EXCERPTED PASSAGE:
Salmon Recipes

Todays ingredient is Pink Salmon. Wether its fresh or canned. This is courtesy of Chefphronc who says…

“Pink Salmon… I have a couple of cans of this and I’m tired
of salmon cakes. Would love to see some recipes for other
ways to use it.”

Salmon a La King

4 c uncooked spinach egg noodles
1 tbsp chopped onion
1/3 c margarine or butter
1/3 c flour
1 tsp salt
Dash pepper
3 c milk
3 eggs, hard cooked, sliced
1 tbsp chopped pimiento
15 1/2 oz can of salmon(or fresh),drained and flaked

Cook noodles to desired doneness. In large saucepan, saute onion in margarine until tender. Add flour, salt, and pepper and blend well. Add milk. Cook over medium heat until mixture thickens and boils, stirring constantly. Stir in egg slices, pimento and salmon. Cook until heated. Serve over cooked spinach noodles

Teriyaki Glazed Salmon

1 lb fresh salmon filets
2 tablespoons butter or margarine
juice of 1/2 a lemon
1/4 cup teriyaki sauce
1 cup white whine (not dry, but a sweeter wine works best)
salt and pepper

Melt butter in bottom of skillet. Add wine and teriyaki sauce. Stir sauce mix together. Add salmon and squeeze on lemon juice. Turn over after several minutes (7 to 9) and continue cooking until sauce cooks down and turns to a nice glaze consistency. Add salt and pepper to taste.

Baked Dijon Salmon

1/4 cup butter, melted
3 tablespoons Dijon mustard
1 1/2 tablespoons honey
1/4 cup dry bread crumbs
1/4 cup finely chopped pecans
4 teaspoons chopped fresh parsley
4 (4 ounce) fillets salmon
salt and pepper to taste
1 lemon, for garnish

Preheat oven to 400 degrees F (200 degrees C).

LISTED RECORDS:

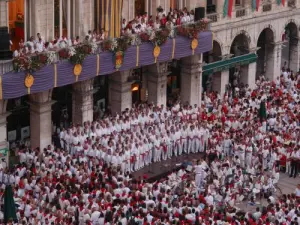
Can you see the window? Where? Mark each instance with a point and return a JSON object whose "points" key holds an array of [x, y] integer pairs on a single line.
{"points": [[210, 6]]}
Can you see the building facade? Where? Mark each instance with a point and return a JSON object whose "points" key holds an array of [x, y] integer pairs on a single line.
{"points": [[267, 31], [32, 114]]}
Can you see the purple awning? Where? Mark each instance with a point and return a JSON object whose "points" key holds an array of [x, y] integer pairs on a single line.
{"points": [[46, 78]]}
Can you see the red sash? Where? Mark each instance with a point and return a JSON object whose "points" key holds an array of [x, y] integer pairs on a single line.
{"points": [[132, 159], [165, 148]]}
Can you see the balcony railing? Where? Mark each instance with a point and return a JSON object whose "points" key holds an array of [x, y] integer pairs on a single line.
{"points": [[240, 12], [267, 7], [292, 3], [5, 66], [213, 17]]}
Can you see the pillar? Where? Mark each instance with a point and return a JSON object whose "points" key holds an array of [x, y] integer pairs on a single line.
{"points": [[157, 83], [40, 119], [294, 58], [120, 96], [4, 14], [3, 130], [60, 19], [3, 116], [144, 87], [191, 80], [274, 63], [248, 74], [82, 101], [69, 18], [220, 81]]}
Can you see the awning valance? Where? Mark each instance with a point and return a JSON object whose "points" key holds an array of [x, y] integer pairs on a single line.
{"points": [[229, 63]]}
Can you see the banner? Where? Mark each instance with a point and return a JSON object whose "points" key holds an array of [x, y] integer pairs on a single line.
{"points": [[25, 133], [227, 11], [12, 135], [230, 6], [254, 6]]}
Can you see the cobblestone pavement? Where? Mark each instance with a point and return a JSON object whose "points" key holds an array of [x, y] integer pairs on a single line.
{"points": [[286, 184]]}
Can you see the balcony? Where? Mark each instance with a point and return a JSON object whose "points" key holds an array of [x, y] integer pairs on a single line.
{"points": [[267, 7], [5, 66], [292, 3], [240, 12], [213, 17]]}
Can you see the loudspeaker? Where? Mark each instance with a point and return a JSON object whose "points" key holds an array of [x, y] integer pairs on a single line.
{"points": [[3, 30], [4, 39], [5, 53], [199, 13]]}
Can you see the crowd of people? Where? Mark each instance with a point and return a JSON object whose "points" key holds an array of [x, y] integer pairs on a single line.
{"points": [[140, 24], [89, 177]]}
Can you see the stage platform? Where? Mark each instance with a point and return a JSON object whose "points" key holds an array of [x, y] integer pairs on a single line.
{"points": [[160, 169]]}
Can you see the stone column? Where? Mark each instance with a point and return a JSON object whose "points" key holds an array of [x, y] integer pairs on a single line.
{"points": [[294, 58], [40, 119], [120, 95], [191, 77], [144, 87], [157, 83], [220, 8], [248, 74], [220, 81], [274, 63], [82, 101], [3, 14], [3, 128], [3, 116]]}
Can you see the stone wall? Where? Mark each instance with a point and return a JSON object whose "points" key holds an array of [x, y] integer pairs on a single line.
{"points": [[3, 13]]}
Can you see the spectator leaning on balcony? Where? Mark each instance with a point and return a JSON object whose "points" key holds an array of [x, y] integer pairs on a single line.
{"points": [[39, 46]]}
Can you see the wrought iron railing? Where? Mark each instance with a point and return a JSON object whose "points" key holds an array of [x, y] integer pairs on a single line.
{"points": [[240, 12]]}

TASK DIRECTIONS: Continue the salmon recipes from the point where they stop, beginning right after the last sentence shown.

ANSWER:
In a small bowl, stir together butter, mustard, and honey. Set aside. In another bowl, mix together bread crumbs, pecans, and parsley.

Brush each salmon fillet lightly with honey mustard mixture, and sprinkle the tops of the fillets with the bread crumb mixture.

Bake salmon 12 to 15 minutes in the preheated oven, or until it flakes easily with a fork. Season with salt and pepper, and garnish with a wedge of lemon.

1/4 cup butter
1 clove garlic, minced
4 (6 ounce) salmon fillets
3 large onions, thinly sliced
1 cup white vinegar
1 cup brown or white sugar

  1. Preheat the oven to 350 degrees F (175 degrees C). Line a baking sheet with aluminum foil, and grease the foil with cooking spray.

  2. Combine the onions, vinegar and brown sugar in a saucepan over medium heat. Cook, stirring occasionally until the sauce begins to caramelize, about 15 minutes.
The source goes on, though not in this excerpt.